**Directions for this task**
Make an exact copy of the listing underneath, skipping each picture.

**Data listing**
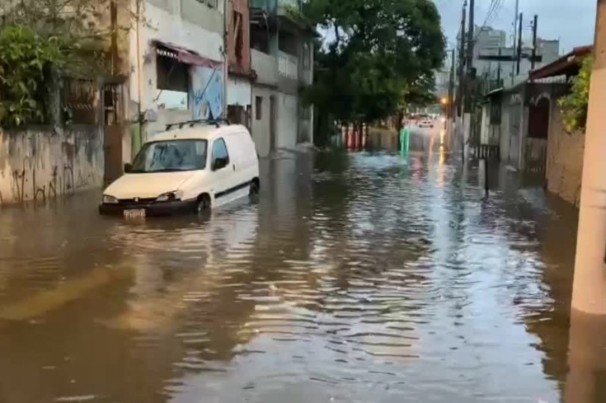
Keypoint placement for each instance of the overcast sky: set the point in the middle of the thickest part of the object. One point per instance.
(571, 21)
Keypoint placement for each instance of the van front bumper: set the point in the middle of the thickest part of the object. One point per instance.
(153, 209)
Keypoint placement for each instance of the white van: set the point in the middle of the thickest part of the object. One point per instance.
(189, 169)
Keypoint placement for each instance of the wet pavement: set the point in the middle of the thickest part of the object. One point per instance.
(354, 278)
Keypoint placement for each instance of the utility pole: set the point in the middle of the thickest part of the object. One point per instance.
(589, 289)
(461, 86)
(519, 50)
(226, 28)
(469, 80)
(499, 71)
(515, 41)
(451, 86)
(470, 40)
(586, 354)
(534, 41)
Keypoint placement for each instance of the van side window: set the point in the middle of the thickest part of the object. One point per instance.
(220, 157)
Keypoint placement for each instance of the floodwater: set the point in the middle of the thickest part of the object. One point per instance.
(354, 278)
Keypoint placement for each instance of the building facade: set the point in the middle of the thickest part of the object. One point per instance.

**Expected answer**
Keypoint placement for each instance of the overcast sky: set the point in the middle of the thickest part of the object. One point per instance.
(571, 21)
Keypoint placement for each instance of the van front bumper: set the point in the middle of the thickest part of the object. One point per instance.
(153, 209)
Keypoint placement for each instance of the white van: set the point in the middle of the thickest part of the object. One point per instance.
(189, 169)
Keypoint placement for each instance of the wet pavement: set the point in the middle of the thickest part of the object. One point per instance.
(354, 278)
Keypoint placement for each instance of the utility pole: set the point in the middle of the thickest part of the object. One point per instance.
(589, 289)
(461, 86)
(519, 50)
(226, 28)
(469, 80)
(499, 71)
(515, 41)
(451, 86)
(470, 40)
(586, 354)
(534, 41)
Keypoint placement for each instance of the van side window: set the point in the middle of the thickest part of the object. One point per instance.
(220, 157)
Keypoint placement for each instance of the floodwater: set the point in the middle of the thickest part of the object. One point per instance.
(354, 278)
Keypoint placement for each instance of the building facade: set the point in the middle of the thickest part of the object. One point per instance.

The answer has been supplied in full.